— Stated problem —
Rewrite the listing below, changing every "instance" to "occurrence" and leaving everything else untouched.

— Data provided —
◇ ◇ ◇ ◇ ◇ ◇ ◇
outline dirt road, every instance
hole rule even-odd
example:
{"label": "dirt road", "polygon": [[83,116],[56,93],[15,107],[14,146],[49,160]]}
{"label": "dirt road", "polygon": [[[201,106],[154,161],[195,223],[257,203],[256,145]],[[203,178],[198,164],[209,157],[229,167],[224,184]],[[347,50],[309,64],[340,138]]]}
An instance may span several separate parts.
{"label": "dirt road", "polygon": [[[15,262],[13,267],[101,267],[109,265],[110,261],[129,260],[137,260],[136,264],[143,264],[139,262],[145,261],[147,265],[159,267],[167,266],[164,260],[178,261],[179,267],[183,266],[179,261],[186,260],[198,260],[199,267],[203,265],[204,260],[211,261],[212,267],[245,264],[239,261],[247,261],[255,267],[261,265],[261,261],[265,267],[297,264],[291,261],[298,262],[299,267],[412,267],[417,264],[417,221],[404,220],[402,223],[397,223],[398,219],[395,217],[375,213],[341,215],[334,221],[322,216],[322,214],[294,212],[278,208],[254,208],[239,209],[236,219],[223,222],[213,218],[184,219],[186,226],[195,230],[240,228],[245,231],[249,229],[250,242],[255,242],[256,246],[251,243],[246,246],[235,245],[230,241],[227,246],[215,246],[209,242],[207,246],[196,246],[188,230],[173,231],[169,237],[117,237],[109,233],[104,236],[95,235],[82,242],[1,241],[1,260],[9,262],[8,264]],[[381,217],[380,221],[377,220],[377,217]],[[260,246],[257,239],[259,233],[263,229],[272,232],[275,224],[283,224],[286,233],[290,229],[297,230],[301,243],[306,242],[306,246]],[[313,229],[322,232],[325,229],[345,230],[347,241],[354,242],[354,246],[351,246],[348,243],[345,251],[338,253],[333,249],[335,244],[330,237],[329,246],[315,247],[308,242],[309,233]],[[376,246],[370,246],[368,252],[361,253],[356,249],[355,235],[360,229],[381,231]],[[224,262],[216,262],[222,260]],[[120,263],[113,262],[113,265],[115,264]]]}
◇ ◇ ◇ ◇ ◇ ◇ ◇
— Answer in full —
outline dirt road, every occurrence
hole rule even-odd
example:
{"label": "dirt road", "polygon": [[83,116],[56,93],[15,107],[14,146],[49,160]]}
{"label": "dirt road", "polygon": [[[201,106],[154,161],[195,223],[257,203],[256,145]],[[203,178],[198,164],[209,157],[229,167],[224,184]],[[347,50],[309,64],[340,138]]]}
An occurrence may span several separate parts.
{"label": "dirt road", "polygon": [[[15,262],[13,267],[101,267],[109,265],[110,261],[129,260],[137,260],[136,264],[143,264],[139,262],[145,261],[147,265],[159,267],[167,266],[164,260],[178,261],[179,267],[183,266],[179,261],[186,260],[198,260],[199,267],[203,265],[204,260],[211,261],[212,267],[245,264],[239,261],[247,261],[255,267],[261,265],[261,261],[265,267],[297,264],[291,261],[298,262],[299,267],[412,267],[417,264],[417,221],[404,220],[402,223],[397,223],[398,219],[395,217],[375,213],[341,215],[334,221],[322,216],[322,214],[294,212],[278,208],[254,208],[239,209],[236,219],[223,222],[213,218],[184,219],[186,226],[195,230],[240,228],[245,231],[249,229],[250,242],[255,242],[256,246],[251,243],[246,246],[235,245],[230,241],[227,246],[215,246],[209,242],[207,246],[196,246],[188,230],[173,231],[169,237],[117,237],[109,233],[104,236],[95,235],[82,242],[1,241],[1,260],[9,262],[8,264]],[[381,217],[380,221],[377,220],[377,217]],[[260,246],[257,239],[259,233],[263,229],[272,232],[275,224],[283,224],[286,233],[290,229],[297,230],[301,243],[306,242],[306,246]],[[313,229],[322,232],[325,229],[345,230],[347,241],[354,242],[354,246],[351,246],[348,243],[345,251],[338,253],[333,249],[335,244],[330,237],[329,246],[315,247],[308,242],[309,233]],[[376,246],[370,246],[368,252],[361,253],[356,249],[355,235],[360,229],[381,231]],[[224,262],[216,262],[222,260]],[[120,263],[113,262],[113,265],[115,264]]]}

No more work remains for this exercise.